[[ Records to process open ]]

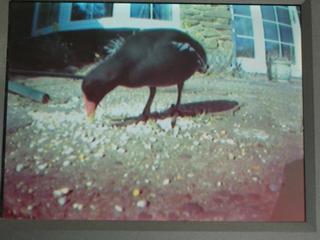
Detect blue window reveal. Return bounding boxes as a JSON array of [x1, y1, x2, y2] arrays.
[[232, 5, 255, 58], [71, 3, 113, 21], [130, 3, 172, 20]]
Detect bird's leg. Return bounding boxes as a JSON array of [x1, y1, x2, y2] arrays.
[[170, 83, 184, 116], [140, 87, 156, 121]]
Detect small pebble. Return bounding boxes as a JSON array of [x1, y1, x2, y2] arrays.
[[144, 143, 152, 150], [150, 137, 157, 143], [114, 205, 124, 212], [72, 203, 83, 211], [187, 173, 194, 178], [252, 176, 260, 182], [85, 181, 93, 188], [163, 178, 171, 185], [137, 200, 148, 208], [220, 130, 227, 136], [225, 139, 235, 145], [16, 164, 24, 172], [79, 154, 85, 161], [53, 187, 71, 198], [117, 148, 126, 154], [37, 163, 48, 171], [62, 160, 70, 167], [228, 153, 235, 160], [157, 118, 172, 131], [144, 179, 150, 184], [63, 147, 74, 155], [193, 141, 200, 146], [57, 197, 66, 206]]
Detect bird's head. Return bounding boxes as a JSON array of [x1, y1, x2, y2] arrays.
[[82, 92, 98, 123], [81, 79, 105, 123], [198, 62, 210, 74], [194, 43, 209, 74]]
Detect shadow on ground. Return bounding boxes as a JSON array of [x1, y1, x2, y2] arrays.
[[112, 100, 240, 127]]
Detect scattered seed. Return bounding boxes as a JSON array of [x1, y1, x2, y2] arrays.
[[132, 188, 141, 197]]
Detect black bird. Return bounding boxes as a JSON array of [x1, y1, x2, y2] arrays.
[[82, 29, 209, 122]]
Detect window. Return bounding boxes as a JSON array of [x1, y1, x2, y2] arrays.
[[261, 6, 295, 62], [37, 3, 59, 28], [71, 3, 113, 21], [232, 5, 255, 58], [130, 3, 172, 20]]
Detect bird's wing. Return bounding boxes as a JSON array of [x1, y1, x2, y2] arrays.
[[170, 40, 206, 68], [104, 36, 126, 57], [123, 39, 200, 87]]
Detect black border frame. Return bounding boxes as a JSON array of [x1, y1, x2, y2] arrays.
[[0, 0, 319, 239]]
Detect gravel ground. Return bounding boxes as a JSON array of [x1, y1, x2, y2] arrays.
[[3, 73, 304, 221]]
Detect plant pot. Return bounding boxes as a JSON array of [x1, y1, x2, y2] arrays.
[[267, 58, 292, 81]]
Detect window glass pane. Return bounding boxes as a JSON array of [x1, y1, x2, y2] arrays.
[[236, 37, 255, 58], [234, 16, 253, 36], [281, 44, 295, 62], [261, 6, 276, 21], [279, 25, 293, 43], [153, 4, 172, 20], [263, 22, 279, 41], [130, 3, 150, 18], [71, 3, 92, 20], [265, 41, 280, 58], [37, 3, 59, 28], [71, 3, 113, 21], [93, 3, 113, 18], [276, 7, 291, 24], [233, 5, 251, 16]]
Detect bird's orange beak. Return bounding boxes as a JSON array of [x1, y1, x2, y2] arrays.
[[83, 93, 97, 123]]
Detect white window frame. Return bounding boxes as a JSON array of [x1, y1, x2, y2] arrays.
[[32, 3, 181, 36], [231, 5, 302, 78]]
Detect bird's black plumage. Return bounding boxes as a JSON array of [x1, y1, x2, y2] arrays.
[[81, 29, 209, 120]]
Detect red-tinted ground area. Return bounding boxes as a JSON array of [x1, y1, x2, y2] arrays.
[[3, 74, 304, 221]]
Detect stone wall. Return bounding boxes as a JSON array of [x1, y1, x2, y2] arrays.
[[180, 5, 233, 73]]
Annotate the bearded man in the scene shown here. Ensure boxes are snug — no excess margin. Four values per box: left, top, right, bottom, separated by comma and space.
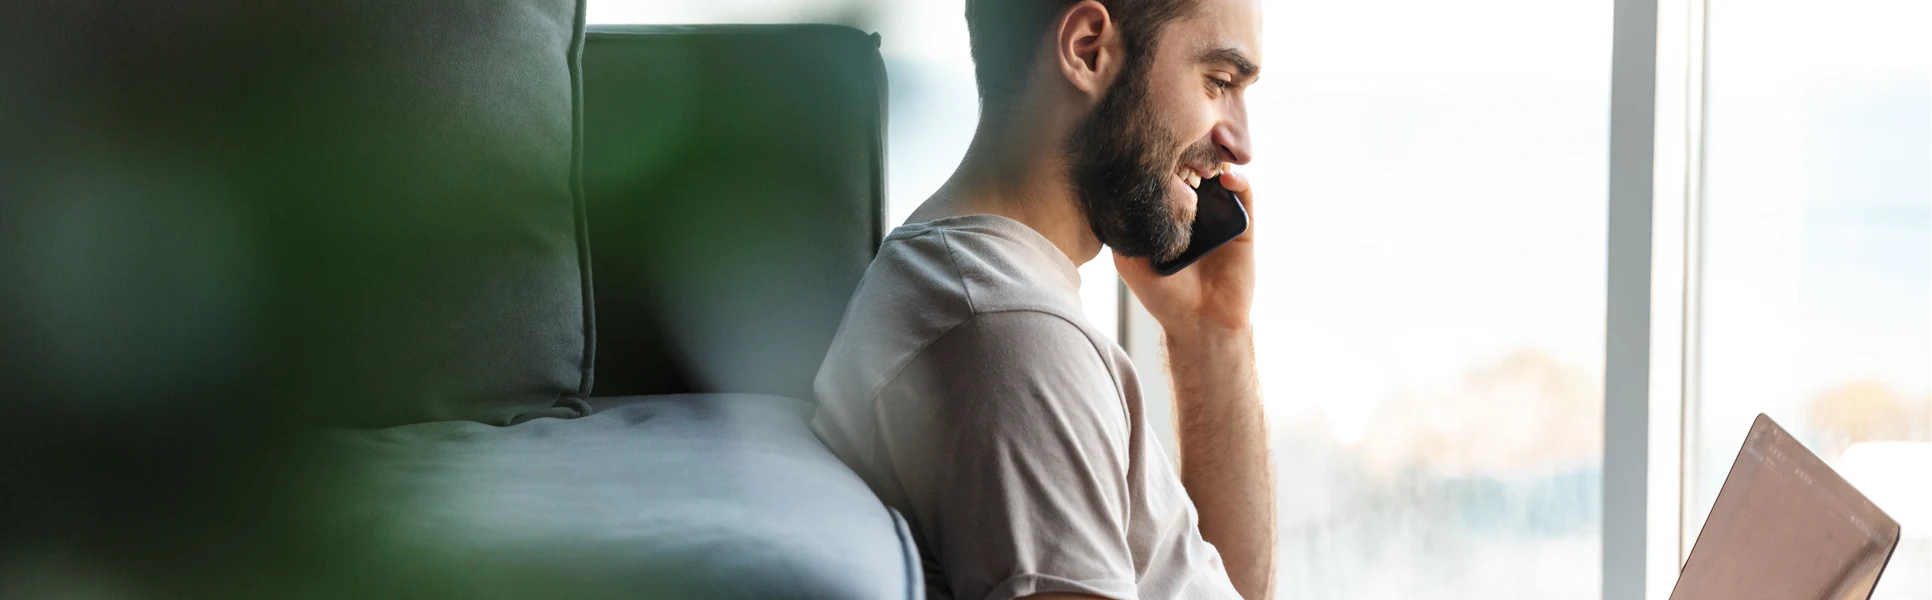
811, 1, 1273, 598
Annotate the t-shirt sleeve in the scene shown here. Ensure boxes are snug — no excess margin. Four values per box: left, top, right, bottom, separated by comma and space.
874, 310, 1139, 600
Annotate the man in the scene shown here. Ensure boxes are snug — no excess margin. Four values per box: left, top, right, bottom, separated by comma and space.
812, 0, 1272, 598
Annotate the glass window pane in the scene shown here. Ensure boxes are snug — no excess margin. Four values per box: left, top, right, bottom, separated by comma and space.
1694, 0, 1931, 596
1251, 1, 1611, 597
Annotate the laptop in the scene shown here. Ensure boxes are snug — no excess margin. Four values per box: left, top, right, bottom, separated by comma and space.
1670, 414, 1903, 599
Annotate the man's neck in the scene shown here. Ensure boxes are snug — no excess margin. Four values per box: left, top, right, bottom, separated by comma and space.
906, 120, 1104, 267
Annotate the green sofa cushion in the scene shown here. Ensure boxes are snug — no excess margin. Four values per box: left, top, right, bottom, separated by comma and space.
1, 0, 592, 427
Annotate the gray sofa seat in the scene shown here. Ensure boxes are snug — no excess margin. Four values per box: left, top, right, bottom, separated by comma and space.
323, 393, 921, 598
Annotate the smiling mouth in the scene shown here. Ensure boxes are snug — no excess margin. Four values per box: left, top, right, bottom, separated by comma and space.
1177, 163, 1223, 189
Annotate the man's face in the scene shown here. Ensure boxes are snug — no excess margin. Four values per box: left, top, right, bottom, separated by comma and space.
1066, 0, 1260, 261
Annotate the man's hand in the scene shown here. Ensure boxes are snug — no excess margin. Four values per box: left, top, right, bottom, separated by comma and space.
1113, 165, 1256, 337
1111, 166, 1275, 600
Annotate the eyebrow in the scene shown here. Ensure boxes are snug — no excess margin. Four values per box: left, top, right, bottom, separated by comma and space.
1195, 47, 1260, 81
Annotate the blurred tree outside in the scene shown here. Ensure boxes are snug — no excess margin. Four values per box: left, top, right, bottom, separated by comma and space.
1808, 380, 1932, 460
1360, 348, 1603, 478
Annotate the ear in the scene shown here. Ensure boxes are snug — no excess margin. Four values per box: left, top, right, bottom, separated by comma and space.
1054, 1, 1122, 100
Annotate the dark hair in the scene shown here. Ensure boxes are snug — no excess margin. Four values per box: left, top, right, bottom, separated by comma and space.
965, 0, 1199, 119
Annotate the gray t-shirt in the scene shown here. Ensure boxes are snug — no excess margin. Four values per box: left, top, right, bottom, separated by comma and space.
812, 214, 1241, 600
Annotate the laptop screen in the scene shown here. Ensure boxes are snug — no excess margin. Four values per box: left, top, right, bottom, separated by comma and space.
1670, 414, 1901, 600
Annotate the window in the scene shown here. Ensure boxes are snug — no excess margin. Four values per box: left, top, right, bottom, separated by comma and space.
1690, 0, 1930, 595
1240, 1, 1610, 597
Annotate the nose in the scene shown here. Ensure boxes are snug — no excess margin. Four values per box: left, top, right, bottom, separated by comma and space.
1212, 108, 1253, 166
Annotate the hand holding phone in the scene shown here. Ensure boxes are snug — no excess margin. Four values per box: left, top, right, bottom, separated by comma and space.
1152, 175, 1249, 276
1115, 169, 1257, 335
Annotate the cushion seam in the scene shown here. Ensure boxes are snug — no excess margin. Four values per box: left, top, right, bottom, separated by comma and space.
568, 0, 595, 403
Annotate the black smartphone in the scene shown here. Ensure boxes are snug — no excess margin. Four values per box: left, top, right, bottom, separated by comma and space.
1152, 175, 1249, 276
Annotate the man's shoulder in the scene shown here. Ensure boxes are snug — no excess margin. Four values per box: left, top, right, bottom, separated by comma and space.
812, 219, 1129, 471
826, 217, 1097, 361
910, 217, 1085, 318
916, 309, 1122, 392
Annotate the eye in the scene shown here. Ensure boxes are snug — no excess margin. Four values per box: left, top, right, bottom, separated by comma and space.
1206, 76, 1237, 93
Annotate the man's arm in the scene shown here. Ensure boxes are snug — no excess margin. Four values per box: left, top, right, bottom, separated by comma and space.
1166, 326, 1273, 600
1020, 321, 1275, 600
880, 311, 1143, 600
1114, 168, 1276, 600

[[ Records to process closed ]]

### Task to complete
The reply should consist only of the line containing "Annotate the hand" and all lines after it in the listing above, reproduced exactly.

### The answer
Annotate the hand holding phone in the scene shown here. Ensure boxes are snug — no excess margin. Four values per box: left, top, right, bottom, separated by comma and space.
1152, 175, 1249, 276
1115, 169, 1257, 335
Annotate the cushion seam in the scene shown here. Ensure boxes are snug — no excess margin. Four values per box: left, top, right, bottom, separated by comma and space.
568, 0, 595, 403
Annotate the black smartphone in the scene shown here. Ensure boxes are snug — no excess margin. Four values per box: left, top, right, bottom, separated by comma and space.
1152, 175, 1249, 276
Annotate the man's shoulder in the scene shown here. Ensure boxes are snug — no excess margin. Four values per box: left, top, right, bottom, separated by comma and space.
812, 219, 1129, 471
826, 217, 1097, 361
910, 217, 1085, 318
916, 309, 1122, 392
Annotate the eye in the scene shown here. Ensure boxes are snug — no excess margin. Four values per box: left, top, right, bottom, separated by comma and space.
1206, 76, 1237, 93
Annotate the man's arm in the scene shown here. Ensure boxes are snug — no excess margin. Four values per box: left, top, right, bottom, separated by comma and space.
1166, 326, 1273, 600
1020, 321, 1275, 600
880, 311, 1143, 600
1114, 168, 1276, 600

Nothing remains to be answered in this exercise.